RECORDS FOR THIS TASK |

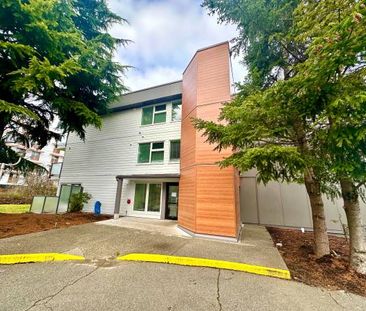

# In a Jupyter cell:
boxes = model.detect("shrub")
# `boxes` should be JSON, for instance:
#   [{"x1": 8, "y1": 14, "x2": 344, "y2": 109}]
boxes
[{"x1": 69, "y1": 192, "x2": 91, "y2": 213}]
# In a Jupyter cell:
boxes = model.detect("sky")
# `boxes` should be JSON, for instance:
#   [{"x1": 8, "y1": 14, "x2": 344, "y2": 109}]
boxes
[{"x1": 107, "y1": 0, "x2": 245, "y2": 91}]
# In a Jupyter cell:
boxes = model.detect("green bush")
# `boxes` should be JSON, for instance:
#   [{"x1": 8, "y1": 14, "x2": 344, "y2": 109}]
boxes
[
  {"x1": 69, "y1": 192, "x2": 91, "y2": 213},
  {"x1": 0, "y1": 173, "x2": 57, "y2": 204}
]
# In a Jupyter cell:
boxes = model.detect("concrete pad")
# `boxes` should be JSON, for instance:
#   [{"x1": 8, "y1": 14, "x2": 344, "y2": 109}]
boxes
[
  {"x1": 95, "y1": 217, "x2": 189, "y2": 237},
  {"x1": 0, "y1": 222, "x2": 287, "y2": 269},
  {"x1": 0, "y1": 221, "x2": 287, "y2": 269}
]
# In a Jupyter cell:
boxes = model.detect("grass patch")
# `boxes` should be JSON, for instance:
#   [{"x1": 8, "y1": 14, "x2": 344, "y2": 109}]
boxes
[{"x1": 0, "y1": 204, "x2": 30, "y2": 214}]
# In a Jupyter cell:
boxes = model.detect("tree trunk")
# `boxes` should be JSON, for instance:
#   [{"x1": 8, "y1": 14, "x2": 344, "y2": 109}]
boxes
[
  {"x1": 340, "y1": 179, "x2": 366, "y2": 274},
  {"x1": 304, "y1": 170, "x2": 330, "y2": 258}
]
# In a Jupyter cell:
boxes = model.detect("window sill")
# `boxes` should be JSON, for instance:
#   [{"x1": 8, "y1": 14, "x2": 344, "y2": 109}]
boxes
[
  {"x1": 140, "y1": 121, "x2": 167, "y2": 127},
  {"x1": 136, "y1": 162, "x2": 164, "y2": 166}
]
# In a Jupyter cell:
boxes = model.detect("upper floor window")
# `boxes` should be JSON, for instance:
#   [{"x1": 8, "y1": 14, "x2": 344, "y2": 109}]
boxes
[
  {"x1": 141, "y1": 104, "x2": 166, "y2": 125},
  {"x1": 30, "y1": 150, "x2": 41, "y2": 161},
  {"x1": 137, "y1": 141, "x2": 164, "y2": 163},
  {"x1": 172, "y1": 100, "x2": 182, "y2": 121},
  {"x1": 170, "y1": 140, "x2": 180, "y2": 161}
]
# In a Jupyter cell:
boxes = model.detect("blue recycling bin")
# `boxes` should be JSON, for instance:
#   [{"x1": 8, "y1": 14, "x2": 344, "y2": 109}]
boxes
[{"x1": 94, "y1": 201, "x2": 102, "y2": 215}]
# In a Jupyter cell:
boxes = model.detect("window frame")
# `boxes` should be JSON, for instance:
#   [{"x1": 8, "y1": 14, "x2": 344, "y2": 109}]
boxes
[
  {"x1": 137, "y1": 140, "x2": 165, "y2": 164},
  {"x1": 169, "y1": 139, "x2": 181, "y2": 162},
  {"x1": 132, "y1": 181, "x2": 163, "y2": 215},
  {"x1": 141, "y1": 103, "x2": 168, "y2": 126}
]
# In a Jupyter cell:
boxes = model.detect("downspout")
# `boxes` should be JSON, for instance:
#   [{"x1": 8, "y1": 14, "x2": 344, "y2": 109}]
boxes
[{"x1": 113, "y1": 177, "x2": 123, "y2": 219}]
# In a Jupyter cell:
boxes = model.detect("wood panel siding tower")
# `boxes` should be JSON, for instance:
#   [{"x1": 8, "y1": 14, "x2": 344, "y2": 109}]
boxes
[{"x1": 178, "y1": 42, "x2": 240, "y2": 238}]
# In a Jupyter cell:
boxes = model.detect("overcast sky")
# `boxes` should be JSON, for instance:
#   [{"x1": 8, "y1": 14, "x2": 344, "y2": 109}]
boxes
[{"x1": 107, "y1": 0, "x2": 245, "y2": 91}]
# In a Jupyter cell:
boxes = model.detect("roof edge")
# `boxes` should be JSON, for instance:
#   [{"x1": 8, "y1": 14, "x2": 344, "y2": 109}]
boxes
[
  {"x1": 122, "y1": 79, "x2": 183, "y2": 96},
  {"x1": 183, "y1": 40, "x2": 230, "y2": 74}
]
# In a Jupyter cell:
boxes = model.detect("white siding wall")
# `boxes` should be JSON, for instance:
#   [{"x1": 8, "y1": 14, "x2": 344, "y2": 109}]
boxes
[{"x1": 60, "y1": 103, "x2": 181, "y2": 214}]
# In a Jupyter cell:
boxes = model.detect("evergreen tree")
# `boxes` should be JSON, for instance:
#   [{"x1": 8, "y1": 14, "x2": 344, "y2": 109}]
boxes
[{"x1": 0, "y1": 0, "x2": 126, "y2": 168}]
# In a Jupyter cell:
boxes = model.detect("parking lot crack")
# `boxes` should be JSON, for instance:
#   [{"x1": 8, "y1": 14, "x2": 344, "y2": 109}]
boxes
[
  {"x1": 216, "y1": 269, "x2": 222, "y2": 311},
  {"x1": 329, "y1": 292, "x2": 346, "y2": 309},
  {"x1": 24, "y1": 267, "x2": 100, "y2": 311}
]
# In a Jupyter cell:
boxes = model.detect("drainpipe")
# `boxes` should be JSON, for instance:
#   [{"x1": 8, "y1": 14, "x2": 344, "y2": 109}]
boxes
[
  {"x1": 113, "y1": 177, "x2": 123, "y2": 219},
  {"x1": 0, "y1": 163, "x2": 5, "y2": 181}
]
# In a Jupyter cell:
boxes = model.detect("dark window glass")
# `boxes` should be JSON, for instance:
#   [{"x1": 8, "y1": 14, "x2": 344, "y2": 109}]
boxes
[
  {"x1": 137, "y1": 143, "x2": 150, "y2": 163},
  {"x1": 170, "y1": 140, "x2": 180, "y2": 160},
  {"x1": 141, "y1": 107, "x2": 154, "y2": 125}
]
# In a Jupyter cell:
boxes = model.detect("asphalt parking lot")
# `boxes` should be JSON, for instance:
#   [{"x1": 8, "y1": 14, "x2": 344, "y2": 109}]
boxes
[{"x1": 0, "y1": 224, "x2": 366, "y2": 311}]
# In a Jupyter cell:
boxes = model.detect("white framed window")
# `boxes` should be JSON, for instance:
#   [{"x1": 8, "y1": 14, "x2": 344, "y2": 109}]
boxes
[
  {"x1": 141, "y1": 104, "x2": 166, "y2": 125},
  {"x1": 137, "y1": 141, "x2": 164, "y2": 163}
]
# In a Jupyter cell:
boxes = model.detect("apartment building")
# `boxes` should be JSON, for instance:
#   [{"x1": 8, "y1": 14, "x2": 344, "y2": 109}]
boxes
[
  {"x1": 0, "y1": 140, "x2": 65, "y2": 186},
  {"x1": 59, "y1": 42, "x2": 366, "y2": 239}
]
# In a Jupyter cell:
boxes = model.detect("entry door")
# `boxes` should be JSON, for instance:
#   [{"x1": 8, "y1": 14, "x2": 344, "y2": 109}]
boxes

DIRECTIONS | Extract every line of the lines above that contains the string "tree", with case counting.

COMPLETE ANSWER |
boxes = model.detect("tree trunk")
boxes = model.detect("evergreen tree")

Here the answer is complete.